Goal
Reproduce the stretch of the September art exhibits article from "The exhibit runs" through "Kamalig on Facebook.", swapping "Facebook" for "Instagram".

Selected text

▼▼▼

10 Art Exhibits to See This September

There's so much to see this month!

(SPOT.ph) The local art scene has seen a definite shift in recent years, consistently gathering momentum and attracting a more mainstream audience. What better way to celebrate this newfound interest for art than checking out a wide range of exhibits? For this month, we look at works that feature individual growth, as well as tribute exhibitions to Manila’s very own patrons of the arts.

"To fill with" by Yen Morata Courtesy of Sining Kamalig

Silid

People never reveal themselves with as much unguarded honesty as they do in their personal spaces. In Silid, artists dwell on the concept of a room as a place of growth and acceptance, where one bears witness to the passing of time and personal growth derived from failures, dreams, and successes.

The exhibit runs until September 6 at Sining Kamalig, UG/F Ali Mall, Araneta Center, Quezon City. For more information, follow Sining Kamalig on Facebook.

▲▲▲

Items

▼▼▼

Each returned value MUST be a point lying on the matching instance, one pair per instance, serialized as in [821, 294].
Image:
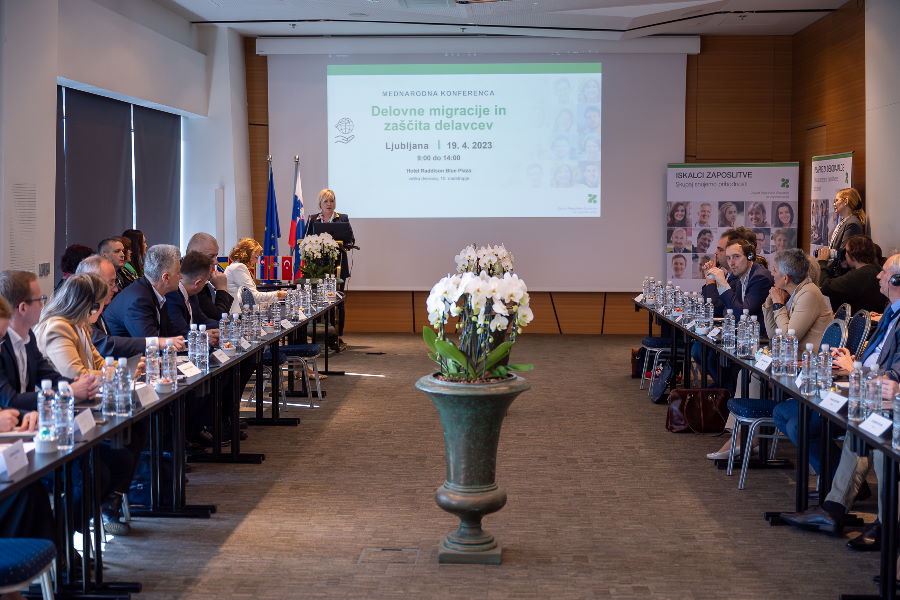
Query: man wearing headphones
[745, 287]
[882, 353]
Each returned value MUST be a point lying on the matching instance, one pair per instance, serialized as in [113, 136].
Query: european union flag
[273, 231]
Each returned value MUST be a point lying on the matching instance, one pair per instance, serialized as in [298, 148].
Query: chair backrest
[247, 298]
[835, 334]
[843, 312]
[858, 331]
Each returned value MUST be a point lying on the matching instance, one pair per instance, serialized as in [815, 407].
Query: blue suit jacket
[114, 345]
[38, 368]
[135, 312]
[755, 295]
[180, 318]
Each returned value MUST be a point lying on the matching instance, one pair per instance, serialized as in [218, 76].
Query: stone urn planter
[471, 416]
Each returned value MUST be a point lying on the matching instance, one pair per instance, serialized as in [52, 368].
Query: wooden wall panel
[620, 316]
[579, 313]
[382, 312]
[256, 72]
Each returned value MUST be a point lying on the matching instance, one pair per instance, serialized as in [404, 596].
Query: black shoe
[109, 514]
[869, 540]
[815, 519]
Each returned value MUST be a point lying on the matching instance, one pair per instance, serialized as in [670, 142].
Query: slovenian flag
[298, 225]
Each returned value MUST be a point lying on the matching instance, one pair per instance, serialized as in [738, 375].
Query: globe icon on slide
[345, 125]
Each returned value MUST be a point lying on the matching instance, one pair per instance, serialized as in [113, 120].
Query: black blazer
[135, 312]
[214, 302]
[338, 218]
[38, 368]
[115, 345]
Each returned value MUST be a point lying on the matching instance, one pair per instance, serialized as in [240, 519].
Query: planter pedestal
[471, 416]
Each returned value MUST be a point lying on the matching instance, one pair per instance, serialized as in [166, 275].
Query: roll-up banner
[830, 173]
[705, 200]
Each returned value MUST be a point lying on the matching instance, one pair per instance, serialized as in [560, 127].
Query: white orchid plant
[491, 312]
[493, 260]
[319, 253]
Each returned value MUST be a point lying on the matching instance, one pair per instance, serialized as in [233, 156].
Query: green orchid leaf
[497, 354]
[430, 337]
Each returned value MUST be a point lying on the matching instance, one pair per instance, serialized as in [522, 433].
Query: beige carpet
[603, 502]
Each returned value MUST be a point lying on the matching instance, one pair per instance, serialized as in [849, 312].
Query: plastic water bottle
[123, 389]
[872, 394]
[108, 387]
[824, 375]
[192, 343]
[46, 433]
[225, 328]
[789, 347]
[855, 394]
[202, 360]
[170, 364]
[754, 335]
[895, 437]
[65, 417]
[728, 331]
[808, 374]
[152, 364]
[777, 353]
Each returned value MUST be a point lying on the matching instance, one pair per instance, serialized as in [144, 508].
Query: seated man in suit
[139, 310]
[213, 298]
[22, 367]
[883, 353]
[114, 345]
[183, 304]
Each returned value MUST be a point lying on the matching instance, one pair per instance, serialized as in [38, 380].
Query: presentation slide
[466, 140]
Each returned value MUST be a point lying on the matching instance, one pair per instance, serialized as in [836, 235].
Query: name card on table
[84, 423]
[146, 394]
[189, 369]
[876, 425]
[833, 402]
[763, 361]
[14, 457]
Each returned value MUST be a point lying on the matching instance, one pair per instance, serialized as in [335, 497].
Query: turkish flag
[287, 268]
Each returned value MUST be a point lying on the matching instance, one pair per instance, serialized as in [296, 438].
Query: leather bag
[700, 410]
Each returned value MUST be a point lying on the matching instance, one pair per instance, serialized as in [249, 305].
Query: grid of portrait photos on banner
[693, 229]
[569, 155]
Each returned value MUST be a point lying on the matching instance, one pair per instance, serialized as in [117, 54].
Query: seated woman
[64, 337]
[244, 257]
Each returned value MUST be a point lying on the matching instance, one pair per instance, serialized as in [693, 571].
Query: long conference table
[780, 388]
[82, 576]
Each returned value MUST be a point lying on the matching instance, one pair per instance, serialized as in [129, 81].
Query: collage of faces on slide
[569, 156]
[693, 229]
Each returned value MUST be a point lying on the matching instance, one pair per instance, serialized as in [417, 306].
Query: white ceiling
[606, 19]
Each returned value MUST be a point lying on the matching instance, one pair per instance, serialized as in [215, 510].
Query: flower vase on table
[472, 391]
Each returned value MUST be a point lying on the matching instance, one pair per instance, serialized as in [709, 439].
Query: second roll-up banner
[705, 200]
[486, 140]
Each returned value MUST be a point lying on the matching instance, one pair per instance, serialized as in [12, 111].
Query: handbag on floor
[700, 410]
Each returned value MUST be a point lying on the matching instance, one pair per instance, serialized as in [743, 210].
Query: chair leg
[47, 583]
[735, 435]
[745, 465]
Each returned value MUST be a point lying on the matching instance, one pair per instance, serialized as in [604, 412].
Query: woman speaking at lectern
[327, 204]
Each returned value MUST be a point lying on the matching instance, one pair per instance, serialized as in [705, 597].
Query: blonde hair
[325, 194]
[854, 203]
[243, 251]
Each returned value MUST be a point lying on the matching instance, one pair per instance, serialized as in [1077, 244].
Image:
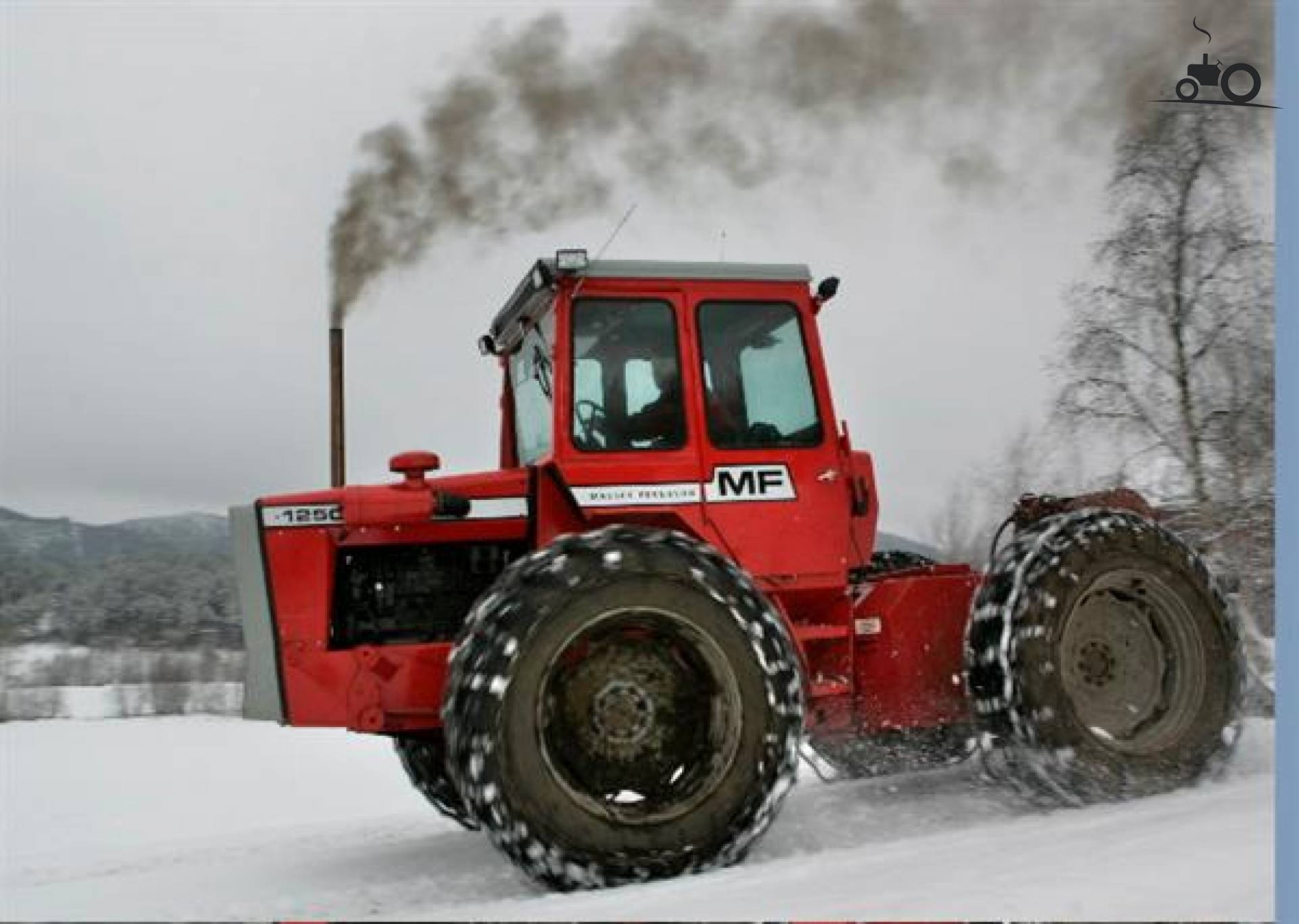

▲▲▲

Exercise output
The exhibit runs until September 6 at Sining Kamalig, UG/F Ali Mall, Araneta Center, Quezon City. For more information, follow Sining Kamalig on Instagram.